(Provided data Opens)

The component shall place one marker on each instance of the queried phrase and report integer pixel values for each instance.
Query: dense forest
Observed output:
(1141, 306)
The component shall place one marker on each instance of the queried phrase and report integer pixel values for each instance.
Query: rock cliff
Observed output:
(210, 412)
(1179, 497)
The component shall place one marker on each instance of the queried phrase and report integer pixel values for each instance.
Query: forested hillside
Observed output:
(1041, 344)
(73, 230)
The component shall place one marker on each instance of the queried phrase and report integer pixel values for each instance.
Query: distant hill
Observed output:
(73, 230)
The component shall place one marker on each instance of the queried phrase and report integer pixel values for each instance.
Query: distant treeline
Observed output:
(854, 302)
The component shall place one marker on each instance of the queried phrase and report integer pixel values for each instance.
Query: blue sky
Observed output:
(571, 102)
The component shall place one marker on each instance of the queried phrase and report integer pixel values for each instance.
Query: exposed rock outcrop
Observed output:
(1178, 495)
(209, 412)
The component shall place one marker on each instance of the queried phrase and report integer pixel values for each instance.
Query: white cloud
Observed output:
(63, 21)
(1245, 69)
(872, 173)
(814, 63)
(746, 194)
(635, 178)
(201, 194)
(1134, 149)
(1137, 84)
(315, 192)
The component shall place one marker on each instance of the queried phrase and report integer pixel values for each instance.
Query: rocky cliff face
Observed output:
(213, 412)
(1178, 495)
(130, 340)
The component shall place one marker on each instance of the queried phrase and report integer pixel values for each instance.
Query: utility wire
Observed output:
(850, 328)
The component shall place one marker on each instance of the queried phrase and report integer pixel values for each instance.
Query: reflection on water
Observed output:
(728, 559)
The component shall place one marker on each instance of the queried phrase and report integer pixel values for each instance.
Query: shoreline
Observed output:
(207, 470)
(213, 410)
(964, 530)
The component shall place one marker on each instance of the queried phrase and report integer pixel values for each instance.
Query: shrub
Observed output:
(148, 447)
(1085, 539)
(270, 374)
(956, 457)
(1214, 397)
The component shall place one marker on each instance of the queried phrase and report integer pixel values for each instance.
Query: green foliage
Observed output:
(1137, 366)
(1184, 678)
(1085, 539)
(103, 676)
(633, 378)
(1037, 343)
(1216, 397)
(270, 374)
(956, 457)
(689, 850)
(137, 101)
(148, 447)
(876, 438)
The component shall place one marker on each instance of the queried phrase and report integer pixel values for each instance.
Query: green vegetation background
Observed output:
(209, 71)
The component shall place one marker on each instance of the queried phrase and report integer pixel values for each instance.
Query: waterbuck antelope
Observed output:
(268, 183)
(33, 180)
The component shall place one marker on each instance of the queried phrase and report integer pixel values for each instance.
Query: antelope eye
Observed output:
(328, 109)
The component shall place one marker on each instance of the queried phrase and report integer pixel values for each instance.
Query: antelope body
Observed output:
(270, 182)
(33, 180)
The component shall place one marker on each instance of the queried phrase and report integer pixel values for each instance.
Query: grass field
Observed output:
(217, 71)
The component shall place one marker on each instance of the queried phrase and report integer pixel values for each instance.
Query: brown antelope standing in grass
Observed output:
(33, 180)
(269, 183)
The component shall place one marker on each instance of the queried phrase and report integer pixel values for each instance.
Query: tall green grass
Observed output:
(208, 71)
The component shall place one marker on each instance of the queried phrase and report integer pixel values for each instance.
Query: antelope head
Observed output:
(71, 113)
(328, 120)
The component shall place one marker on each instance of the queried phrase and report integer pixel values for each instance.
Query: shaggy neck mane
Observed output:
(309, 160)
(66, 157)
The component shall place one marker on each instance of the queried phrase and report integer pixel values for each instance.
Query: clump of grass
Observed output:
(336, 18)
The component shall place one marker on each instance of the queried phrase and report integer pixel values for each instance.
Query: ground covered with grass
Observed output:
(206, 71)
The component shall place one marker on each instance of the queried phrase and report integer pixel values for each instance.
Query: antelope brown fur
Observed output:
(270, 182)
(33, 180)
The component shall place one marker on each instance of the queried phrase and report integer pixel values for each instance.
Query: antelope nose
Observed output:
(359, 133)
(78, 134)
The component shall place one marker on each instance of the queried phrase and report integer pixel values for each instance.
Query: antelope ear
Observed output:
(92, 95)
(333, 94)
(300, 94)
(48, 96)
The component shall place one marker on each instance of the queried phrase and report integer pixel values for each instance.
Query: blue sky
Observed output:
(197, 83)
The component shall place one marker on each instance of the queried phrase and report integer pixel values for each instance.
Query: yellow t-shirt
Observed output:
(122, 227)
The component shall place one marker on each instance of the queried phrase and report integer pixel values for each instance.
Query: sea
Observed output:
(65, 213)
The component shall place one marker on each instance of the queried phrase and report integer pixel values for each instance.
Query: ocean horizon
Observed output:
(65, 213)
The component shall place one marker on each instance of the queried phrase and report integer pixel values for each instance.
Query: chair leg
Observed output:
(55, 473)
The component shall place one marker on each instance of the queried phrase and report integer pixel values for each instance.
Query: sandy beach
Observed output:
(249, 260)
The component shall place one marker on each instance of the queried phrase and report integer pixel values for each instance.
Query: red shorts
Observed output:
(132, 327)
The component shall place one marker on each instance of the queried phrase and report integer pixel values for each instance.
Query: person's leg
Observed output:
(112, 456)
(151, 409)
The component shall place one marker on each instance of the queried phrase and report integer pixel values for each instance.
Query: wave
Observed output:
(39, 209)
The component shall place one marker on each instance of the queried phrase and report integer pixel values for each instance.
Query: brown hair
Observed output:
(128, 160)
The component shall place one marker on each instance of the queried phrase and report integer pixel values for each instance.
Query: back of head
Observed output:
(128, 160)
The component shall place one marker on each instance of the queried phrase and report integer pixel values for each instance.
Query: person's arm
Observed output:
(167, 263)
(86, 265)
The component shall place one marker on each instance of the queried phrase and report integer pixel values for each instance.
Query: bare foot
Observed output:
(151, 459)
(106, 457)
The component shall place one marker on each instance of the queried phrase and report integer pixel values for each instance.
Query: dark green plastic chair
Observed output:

(Provided data Closes)

> _Exercise requirements_: Lines of the data above that include the string "person" must each be copied.

> _Response_:
Query: person's leg
Query: person's arm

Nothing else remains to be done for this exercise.